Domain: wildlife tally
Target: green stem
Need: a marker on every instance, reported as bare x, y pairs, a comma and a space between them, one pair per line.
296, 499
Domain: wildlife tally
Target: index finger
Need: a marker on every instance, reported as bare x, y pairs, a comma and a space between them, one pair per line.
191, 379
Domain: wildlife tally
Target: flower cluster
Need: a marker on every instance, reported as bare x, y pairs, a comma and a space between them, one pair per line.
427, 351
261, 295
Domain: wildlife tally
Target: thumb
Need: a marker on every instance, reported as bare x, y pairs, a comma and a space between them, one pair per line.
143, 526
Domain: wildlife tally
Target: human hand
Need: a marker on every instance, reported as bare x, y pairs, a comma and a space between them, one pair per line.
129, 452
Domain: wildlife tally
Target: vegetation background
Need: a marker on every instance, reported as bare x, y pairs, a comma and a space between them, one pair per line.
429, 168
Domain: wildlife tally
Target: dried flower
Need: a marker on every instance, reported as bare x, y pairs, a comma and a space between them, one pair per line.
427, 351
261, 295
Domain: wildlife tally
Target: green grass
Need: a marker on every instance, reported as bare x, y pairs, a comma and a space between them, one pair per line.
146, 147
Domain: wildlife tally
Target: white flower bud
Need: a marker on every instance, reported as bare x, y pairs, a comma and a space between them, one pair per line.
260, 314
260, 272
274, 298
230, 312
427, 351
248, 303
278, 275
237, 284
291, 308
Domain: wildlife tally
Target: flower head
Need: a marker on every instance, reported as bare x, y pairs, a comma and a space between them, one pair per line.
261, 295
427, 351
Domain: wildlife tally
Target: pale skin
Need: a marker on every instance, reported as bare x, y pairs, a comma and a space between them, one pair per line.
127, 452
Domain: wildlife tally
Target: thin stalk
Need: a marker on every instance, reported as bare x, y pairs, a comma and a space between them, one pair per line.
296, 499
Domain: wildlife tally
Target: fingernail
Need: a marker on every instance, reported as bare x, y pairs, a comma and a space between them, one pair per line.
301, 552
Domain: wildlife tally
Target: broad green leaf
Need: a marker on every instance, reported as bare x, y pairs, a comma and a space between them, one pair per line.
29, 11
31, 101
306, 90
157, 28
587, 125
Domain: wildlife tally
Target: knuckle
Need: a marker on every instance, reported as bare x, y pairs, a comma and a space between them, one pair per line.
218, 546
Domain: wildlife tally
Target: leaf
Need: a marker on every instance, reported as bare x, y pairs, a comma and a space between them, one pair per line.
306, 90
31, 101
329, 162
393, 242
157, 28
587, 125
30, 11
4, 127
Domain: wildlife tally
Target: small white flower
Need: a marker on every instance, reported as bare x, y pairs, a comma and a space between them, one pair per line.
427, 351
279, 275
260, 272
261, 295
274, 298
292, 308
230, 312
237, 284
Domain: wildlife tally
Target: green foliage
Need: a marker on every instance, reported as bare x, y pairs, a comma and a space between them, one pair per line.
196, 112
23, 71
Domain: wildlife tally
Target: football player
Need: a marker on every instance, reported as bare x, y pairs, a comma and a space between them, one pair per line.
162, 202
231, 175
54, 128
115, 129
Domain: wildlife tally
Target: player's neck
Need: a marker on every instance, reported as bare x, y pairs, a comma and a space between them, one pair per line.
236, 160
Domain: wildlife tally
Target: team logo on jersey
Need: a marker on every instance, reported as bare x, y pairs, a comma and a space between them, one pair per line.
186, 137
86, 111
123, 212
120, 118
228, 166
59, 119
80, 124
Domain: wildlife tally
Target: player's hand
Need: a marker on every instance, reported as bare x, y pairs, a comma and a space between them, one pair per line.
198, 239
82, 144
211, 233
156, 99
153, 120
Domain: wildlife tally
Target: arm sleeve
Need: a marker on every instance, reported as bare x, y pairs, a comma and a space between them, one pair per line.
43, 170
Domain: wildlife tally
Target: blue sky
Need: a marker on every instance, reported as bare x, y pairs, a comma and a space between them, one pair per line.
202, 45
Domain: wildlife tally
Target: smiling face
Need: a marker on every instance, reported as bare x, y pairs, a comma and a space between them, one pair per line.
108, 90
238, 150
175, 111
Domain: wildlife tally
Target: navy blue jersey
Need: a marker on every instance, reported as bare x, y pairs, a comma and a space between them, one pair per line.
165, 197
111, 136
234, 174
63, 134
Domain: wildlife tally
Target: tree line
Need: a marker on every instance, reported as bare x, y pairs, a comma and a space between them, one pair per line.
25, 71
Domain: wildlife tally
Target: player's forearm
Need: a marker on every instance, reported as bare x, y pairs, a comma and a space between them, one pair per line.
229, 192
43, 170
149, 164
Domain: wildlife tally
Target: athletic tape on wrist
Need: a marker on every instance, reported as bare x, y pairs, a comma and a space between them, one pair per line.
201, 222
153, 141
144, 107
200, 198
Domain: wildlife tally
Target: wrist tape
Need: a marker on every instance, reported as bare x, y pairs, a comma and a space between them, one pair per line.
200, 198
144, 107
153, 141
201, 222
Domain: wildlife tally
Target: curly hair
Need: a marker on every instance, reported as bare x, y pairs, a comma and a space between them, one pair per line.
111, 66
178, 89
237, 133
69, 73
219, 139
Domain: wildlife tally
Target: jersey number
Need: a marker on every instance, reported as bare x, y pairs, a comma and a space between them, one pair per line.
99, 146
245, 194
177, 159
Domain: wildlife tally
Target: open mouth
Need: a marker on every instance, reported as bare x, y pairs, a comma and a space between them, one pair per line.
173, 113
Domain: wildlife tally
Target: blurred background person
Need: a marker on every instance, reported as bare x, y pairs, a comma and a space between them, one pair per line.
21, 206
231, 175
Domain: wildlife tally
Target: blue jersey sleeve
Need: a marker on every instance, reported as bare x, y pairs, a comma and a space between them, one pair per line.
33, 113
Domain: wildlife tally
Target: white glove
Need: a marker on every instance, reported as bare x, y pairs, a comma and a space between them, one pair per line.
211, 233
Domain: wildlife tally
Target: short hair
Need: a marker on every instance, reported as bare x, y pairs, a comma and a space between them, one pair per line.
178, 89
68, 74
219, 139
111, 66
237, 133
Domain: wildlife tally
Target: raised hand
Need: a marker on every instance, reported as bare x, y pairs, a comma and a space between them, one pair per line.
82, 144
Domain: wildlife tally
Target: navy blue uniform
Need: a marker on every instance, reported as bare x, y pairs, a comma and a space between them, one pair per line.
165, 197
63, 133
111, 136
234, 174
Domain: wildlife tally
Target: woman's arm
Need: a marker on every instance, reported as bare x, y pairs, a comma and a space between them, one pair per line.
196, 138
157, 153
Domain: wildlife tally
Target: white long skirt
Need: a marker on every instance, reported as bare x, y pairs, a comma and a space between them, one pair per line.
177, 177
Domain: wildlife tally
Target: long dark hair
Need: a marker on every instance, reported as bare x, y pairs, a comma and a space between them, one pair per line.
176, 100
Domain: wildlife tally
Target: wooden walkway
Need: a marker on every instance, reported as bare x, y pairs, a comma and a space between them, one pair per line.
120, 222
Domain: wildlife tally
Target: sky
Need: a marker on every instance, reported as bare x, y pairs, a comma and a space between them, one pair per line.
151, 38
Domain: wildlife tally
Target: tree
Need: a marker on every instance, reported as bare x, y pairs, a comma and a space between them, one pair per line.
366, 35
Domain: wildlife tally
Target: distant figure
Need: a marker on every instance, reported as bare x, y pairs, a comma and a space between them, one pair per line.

◆ Exercise goal ◆
Every line from the one that contains "Target: distant figure" down to and including the last line of the records above must be set down exactly, with nothing else.

◆ Solution to this exercise ◆
Target: distant figure
Need: a marker on every instance, reported as bare x, y pairs, a comma and a space between them, one pair per line.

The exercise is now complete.